----- Records for this task

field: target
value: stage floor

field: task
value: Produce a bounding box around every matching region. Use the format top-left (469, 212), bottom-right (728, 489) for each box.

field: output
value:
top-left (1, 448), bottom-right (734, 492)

----------

=== Task item ===
Set down exactly the line with "value: stage floor" and each line after it up to the end of the records, adding nothing.

=== Your response ===
value: stage floor

field: task
value: Produce a bounding box around every matching region. Use the format top-left (469, 212), bottom-right (728, 489) for each box.

field: output
value:
top-left (1, 448), bottom-right (734, 492)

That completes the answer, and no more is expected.